TESTO PROPOSTO:
========================================

Da dove è venuta l’idea e quali sono le ragioni che vi hanno spinto ad adattare e portare in scena il controverso romanzo di Anselm Neft?
«È stato Sven Schlötcke, direttore del Theater an der Ruhr, a proporci la lettura del romanzo di Anselm Neft per una possibile messa in scena – raccontano Simone Derai e Marco Menegoni -. Era l’estate del 2017, e Sven durante una vacanza ci raggiunse in bicicletta a Castelfranco Veneto dove viviamo e abbiamo fondato il nostro atelier. Portò Vom Licht con sé. Ce ne parlò una sera a tavola con grande entusiasmo e inquietudine. Noi di Anagoor eravamo stati da poco ospiti al festival di Müllheim con Socrate il Sopravvissuto/ come le foglie, uno spettacolo (anche in quel caso tratto da un romanzo - Il Sopravvissuto dello scrittore italiano Antonio Scurati) con non pochi punti di contatto con Vom Licht, e ci stavamo preparando a mettere in scena l’Orestea di Eschilo. Da una parte i possibili fallimenti del sistema educativo e le derive del pensiero occidentale con la classe di una scuola superiore a fare da sfondo ad una tragedia contemporanea, dall’altro un antichissimo dramma di violenza familiare e di scontro generazionale. Vom Licht sembrava essere perfetto per aggiungere una terza anta a questo trittico dove famiglia, educazione, sacro e violenza si compenetrano. Il romanzo però non era edito in Italia, quindi il processo sarebbe stato lungo, c’era innanzitutto da tradurlo e poi procedere ad una riflessione sull’adattamento. Così nel frattempo abbiamo messo in cantiere altre produzioni: la versione tedesca con cast tedesco di Sokrates der Überlebende e Germania realizzato durante il lockdown dell’anno scorso».
I protagonisti del romanzo Adam e Manda crescono in una fattoria isolata, i loro genitori adottivi sono religiosi e condannano il materialismo. In che modo questo anti-materialismo diventa una battaglia ideologica all’occidente? E come intendete trasportare questa guerra in scena?
«Prima di tutto va detto che nel tempo intercorso tra quando il romanzo è uscito, quando lo abbiamo letto e quando sono iniziate le prove la pandemia ha cambiato il mondo. Tutti noi abbiamo sperimentato personalmente l’isolamento, forzato o desiderato, e siamo stati e siamo tutt’ora testimoni di continue divisioni sociali e radicali isolamenti di gruppi per dichiarati motivi ideologici in nome di una nuova avversione per la scienza. I gruppi si accusano reciprocamente di atteggiamenti fideistici, di non mettere in atto principi di verifica nella ricerca della verità. Tutto questo sullo sfondo di un capitalismo aberrato e in evidente stato di crisi, mentre il pianeta è pronto al collasso. L’apocalisse nihilista del romanzo ha anticipato molte di queste questioni e oggi si carica di nuovi livelli di lettura. L’arte si dimostra una volta di più profetica. Il gruppo familiare nella nostra scena sembra essersi costruito una zattera, un’arca della salvezza per separarsi dal resto del genere umano, per rifiutare il materialismo, in attesa del diluvio. All’interno dell’arca però, come un Alien, sopravvivono i principi di supremazia ed annientamento inscritti nel DNA occidentale, e il diluvio finirà per esplodere dentro la casa stessa».

========================================

ATTIVITÀ:
A: Secondo il testo proposto, chi ha suggerito ad Anagoor di leggere il romanzo di Anselm Neft per una possibile messa in scena?
B: Riscrivi come elenco il paragrafo del testo proposto che comincia con «Prima di tutto va detto», conservandone i fatti principali.
Le righe non hanno alcun ruolo in questo lavoro.

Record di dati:
========================================

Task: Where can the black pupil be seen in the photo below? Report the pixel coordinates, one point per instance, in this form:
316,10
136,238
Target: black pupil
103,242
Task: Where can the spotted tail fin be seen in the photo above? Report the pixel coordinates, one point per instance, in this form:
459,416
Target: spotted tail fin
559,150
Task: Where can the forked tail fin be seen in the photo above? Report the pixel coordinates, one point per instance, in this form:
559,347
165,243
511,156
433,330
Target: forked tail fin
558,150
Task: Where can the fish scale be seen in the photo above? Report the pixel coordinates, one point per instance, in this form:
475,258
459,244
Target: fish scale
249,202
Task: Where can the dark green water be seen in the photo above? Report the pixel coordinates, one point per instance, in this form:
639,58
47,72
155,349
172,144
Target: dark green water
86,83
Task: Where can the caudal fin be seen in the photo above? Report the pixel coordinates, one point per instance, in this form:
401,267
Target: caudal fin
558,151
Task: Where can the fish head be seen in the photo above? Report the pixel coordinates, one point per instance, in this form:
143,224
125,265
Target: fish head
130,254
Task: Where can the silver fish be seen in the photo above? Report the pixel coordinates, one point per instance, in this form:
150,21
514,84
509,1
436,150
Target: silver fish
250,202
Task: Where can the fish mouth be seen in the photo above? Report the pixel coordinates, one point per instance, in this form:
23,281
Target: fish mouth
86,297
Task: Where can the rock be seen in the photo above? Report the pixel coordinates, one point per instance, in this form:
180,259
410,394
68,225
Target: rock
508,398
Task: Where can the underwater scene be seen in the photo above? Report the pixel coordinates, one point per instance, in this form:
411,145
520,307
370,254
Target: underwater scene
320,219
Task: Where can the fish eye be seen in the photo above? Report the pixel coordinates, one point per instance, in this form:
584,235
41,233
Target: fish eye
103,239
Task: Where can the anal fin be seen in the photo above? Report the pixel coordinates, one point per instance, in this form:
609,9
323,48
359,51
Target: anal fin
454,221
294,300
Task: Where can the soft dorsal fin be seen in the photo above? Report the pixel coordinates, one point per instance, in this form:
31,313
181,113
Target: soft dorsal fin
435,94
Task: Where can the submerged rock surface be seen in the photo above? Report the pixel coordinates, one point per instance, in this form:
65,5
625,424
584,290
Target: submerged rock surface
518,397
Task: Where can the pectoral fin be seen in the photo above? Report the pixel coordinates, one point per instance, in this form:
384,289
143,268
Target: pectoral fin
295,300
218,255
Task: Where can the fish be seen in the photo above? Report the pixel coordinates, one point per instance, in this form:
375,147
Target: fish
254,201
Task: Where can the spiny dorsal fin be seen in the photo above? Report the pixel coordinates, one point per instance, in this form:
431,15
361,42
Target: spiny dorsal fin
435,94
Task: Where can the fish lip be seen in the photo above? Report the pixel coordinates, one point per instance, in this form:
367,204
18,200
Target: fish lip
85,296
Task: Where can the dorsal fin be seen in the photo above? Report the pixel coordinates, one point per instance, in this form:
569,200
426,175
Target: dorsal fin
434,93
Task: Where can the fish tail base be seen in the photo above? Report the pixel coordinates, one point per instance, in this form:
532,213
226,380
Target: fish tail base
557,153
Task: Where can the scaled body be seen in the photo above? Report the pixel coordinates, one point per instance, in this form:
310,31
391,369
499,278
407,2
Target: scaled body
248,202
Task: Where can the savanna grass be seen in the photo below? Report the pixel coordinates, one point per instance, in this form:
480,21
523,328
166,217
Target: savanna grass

========================================

SOLUZIONI:
A: Sven Schlötcke, direttore del Theater an der Ruhr.

B:
- Tra l'uscita del romanzo, la sua lettura e l'inizio delle prove, la pandemia ha cambiato il mondo.
- Tutti hanno sperimentato l'isolamento, forzato o desiderato.
- Si assiste a continue divisioni sociali e a isolamenti di gruppi per motivi ideologici, in nome di una nuova avversione per la scienza.
- I gruppi si accusano a vicenda di atteggiamenti fideistici e di non verificare ciò che ritengono vero.
- Sullo sfondo ci sono un capitalismo aberrato e in crisi e un pianeta vicino al collasso.
- L'apocalisse nichilista del romanzo ha anticipato molte di queste questioni e oggi offre nuovi livelli di lettura, e l'arte si conferma profetica.
- In scena, la famiglia si costruisce una zattera, un'arca della salvezza, per separarsi dal resto dell'umanità e rifiutare il materialismo in attesa del diluvio.
- Dentro l'arca sopravvivono, come un Alien, i principi di supremazia e annientamento inscritti nel DNA occidentale, e il diluvio finirà per esplodere nella casa stessa.